Make an exact copy of all the data.

┄┄┄┄┄┄┄┄┄┄

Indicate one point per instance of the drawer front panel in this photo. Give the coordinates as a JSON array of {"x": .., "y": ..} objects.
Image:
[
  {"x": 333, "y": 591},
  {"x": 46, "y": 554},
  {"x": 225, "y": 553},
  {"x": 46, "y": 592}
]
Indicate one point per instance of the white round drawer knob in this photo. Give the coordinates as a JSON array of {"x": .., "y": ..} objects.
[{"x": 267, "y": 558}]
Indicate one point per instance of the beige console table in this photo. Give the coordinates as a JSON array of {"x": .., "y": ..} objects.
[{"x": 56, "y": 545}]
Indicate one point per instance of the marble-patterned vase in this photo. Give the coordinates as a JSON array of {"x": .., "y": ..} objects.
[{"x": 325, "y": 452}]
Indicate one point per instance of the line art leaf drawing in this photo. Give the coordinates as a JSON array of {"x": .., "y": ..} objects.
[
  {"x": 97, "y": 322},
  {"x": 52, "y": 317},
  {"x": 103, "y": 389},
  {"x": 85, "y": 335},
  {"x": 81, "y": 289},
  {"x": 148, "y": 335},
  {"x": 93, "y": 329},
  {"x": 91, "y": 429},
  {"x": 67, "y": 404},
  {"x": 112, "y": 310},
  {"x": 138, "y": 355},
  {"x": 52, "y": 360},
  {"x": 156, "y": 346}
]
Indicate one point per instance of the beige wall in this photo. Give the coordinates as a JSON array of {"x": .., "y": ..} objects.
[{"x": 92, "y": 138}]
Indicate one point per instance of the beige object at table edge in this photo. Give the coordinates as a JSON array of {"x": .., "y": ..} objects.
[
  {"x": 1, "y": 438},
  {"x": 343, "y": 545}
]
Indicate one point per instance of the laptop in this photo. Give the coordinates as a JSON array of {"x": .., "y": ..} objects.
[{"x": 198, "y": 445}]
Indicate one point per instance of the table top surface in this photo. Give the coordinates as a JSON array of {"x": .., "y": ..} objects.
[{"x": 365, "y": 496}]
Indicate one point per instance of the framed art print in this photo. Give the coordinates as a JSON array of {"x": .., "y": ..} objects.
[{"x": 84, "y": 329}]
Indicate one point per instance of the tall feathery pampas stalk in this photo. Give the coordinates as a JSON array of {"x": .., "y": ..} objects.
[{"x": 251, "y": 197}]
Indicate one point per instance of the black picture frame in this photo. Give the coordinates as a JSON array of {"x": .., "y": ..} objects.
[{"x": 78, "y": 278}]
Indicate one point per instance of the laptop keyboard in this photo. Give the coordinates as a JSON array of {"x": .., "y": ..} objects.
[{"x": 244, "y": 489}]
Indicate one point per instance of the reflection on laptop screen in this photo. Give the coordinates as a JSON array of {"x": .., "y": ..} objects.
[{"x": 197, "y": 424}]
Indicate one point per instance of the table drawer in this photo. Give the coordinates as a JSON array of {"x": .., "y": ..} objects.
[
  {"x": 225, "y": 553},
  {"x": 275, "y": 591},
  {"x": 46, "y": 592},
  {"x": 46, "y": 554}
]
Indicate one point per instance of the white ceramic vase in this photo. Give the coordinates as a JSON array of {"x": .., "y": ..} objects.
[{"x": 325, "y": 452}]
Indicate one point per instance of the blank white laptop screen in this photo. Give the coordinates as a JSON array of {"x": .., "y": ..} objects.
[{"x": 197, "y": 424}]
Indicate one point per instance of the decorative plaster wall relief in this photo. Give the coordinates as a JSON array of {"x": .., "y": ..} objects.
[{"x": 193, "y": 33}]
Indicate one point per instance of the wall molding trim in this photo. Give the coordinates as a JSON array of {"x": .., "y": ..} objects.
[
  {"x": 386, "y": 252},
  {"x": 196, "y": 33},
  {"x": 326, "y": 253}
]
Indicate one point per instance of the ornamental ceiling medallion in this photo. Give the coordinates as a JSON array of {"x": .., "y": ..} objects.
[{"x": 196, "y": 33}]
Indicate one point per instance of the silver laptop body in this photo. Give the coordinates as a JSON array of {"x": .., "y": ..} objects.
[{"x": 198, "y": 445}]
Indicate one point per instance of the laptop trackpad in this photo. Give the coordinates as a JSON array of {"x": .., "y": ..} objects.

┄┄┄┄┄┄┄┄┄┄

RESULT FOR THIS EXERCISE:
Indicate one point per instance of the drawer front panel in this photo. Give the coordinates as a JSON array of {"x": .., "y": ..} objects.
Image:
[
  {"x": 333, "y": 591},
  {"x": 46, "y": 554},
  {"x": 225, "y": 553},
  {"x": 46, "y": 592}
]
Indicate one point per instance of the white round drawer knob in this photo. Give the coordinates as a JSON array of {"x": .., "y": ..} objects.
[{"x": 267, "y": 558}]
Indicate one point per instance of the beige console table in this photo. Give the coordinates as a JSON array of {"x": .., "y": ..} objects.
[{"x": 56, "y": 545}]
Indicate one point per instance of the marble-patterned vase in this photo. Give the coordinates as a JSON array of {"x": .., "y": ..} objects.
[{"x": 325, "y": 452}]
Indicate one point per instance of the line art leaf drawing in this photo. Give the coordinates as a JSON array of {"x": .., "y": ..} objects.
[
  {"x": 97, "y": 322},
  {"x": 52, "y": 317},
  {"x": 103, "y": 389},
  {"x": 85, "y": 335},
  {"x": 81, "y": 289},
  {"x": 148, "y": 335},
  {"x": 93, "y": 329},
  {"x": 91, "y": 429},
  {"x": 67, "y": 404},
  {"x": 112, "y": 310},
  {"x": 138, "y": 355},
  {"x": 52, "y": 360},
  {"x": 156, "y": 346}
]
Indicate one point per instance of the beige wall in this photo. Give the coordinates as a JSON array of {"x": .., "y": ..} objects.
[{"x": 92, "y": 138}]
Indicate one point per instance of the beige object at table edge in this photo. Give the coordinates as a JSON array of {"x": .., "y": ..} objects.
[
  {"x": 1, "y": 438},
  {"x": 343, "y": 545}
]
Indicate one point per instance of the laptop in this photo. Give the coordinates as a JSON array of {"x": .., "y": ..} objects.
[{"x": 198, "y": 445}]
Indicate one point per instance of the table top surface in this photo. Give the coordinates as a JSON array of {"x": .., "y": ..} objects.
[{"x": 365, "y": 496}]
Indicate one point per instance of the framed art print in this photo. Give the coordinates as a JSON array of {"x": .., "y": ..} objects.
[{"x": 84, "y": 329}]
Indicate one point per instance of the tall feathery pampas stalk in this photo. Give the coordinates as a JSON array of {"x": .., "y": ..} objects.
[{"x": 251, "y": 197}]
Indicate one point per instance of the black picture frame in this photo. Give the coordinates as a JSON array of {"x": .., "y": ..} objects.
[{"x": 78, "y": 278}]
Indicate one point per instance of the laptop keyboard in this photo. Give the coordinates as a JSON array of {"x": .., "y": ..} objects.
[{"x": 244, "y": 489}]
Indicate one point per instance of the reflection on laptop screen in this photo. Give the coordinates as a JSON array of {"x": .., "y": ..} objects.
[{"x": 197, "y": 424}]
Indicate one point per instance of the table drawer in this photo. Give the coordinates as a JSON array of {"x": .., "y": ..} objects.
[
  {"x": 225, "y": 553},
  {"x": 275, "y": 591},
  {"x": 46, "y": 592},
  {"x": 46, "y": 554}
]
Indicate one point per instance of the white ceramic vase in this photo. Give the coordinates as a JSON array of {"x": .., "y": ..} objects.
[{"x": 325, "y": 452}]
Indicate one point per instance of the blank white laptop screen in this photo. Give the coordinates as a JSON array of {"x": .., "y": ..} objects.
[{"x": 197, "y": 424}]
Indicate one point per instance of the decorative plaster wall relief in this photo. Give the coordinates as a JSON array of {"x": .., "y": ..} objects.
[{"x": 193, "y": 33}]
Indicate one point per instance of the wall molding trim in this photo. Give the coordinates as a JSON array of {"x": .., "y": ..} objects.
[
  {"x": 386, "y": 252},
  {"x": 196, "y": 33},
  {"x": 326, "y": 253}
]
Indicate one point per instance of the ornamental ceiling medallion in this photo. Give the coordinates as a JSON array of {"x": .., "y": ..} objects.
[{"x": 196, "y": 33}]
Indicate one point per instance of the silver laptop body in this photo. Give the coordinates as a JSON array of {"x": .., "y": ..} objects.
[{"x": 198, "y": 445}]
Indicate one point per instance of the laptop trackpad in this photo. Give the coordinates as a JSON array of {"x": .., "y": ..} objects.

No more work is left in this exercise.